**What you have to do:** Reproduce word for word the part of the 3D pose estimation page starting with "This wiki summarizes" and going on through "3D human pose.".

**Excerpted passage:**
════════
Full Body Pose Estimation for Sports Analysis - 3D Pose Estimation

From RidgeRun Developer Connection
Jump to: navigation, search



Previous: Chessboard Camera Calibration Index Next: Pose Representation




This wiki summarizes the documentation of the 3D pose estimation library. It contains information such as system design and usage.

Introduction

The 3D pose estimation library consists of a python module that provides the user with the ability to estimate the three-dimensional human pose from the camera feed.

3D pose estimation module location in general workflow

System design

In order to solve the multi-camera 3D human pose estimation problem, two different approaches were proposed. One of the approaches is based on the use of a neural network to infer the 2D position of body joints out of multiple camera frames, to later using the camera calibration data to triangulate the 3D position of said joints. The other approach focuses on inferring the 3D pose out of different camera frames, to later using the confidence score of each prediction to average the 3D human pose.

Approach 1: 2D pose estimation + triangulation

The strategy proposed on this solution to the 3D pose estimation problem consists of using a neural network to predict the 2D position of the human body joints on each of the pictures captured by different cameras. Then, by using the corresponding camera calibration parameters, the system triangulates each joint's three-dimensional position on the world coordinate system.
════════
**Listed records:**
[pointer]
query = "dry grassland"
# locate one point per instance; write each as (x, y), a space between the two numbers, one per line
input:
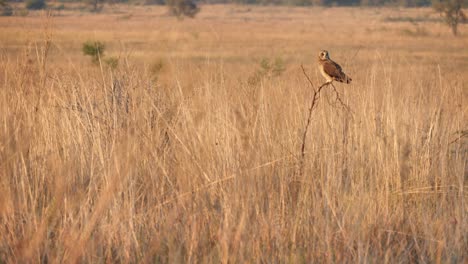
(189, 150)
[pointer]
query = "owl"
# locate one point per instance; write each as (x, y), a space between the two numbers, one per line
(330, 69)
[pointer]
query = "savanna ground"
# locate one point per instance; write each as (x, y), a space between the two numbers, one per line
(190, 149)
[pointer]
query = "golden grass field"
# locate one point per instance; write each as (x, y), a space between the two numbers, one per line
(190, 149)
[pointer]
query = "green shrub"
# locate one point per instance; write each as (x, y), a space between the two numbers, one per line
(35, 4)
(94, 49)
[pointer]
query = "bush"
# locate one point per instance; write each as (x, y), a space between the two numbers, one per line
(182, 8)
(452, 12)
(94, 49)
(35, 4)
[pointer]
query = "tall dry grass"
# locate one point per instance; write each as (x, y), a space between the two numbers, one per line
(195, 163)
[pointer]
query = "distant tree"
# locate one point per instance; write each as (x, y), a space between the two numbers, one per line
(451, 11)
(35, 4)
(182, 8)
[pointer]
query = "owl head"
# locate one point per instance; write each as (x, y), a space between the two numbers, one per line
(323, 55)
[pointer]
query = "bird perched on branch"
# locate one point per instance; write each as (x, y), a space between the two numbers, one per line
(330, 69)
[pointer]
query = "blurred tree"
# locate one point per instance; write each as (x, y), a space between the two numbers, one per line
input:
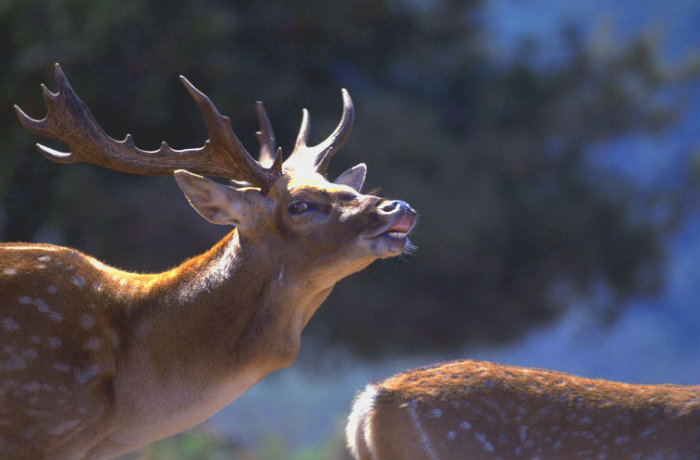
════════
**Reply to the exercise:**
This wiki summarizes the documentation of the 3D pose estimation library. It contains information such as system design and usage.

Introduction

The 3D pose estimation library consists of a python module that provides the user with the ability to estimate the three-dimensional human pose from the camera feed.

3D pose estimation module location in general workflow

System design

In order to solve the multi-camera 3D human pose estimation problem, two different approaches were proposed. One of the approaches is based on the use of a neural network to infer the 2D position of body joints out of multiple camera frames, to later using the camera calibration data to triangulate the 3D position of said joints. The other approach focuses on inferring the 3D pose out of different camera frames, to later using the confidence score of each prediction to average the 3D human pose.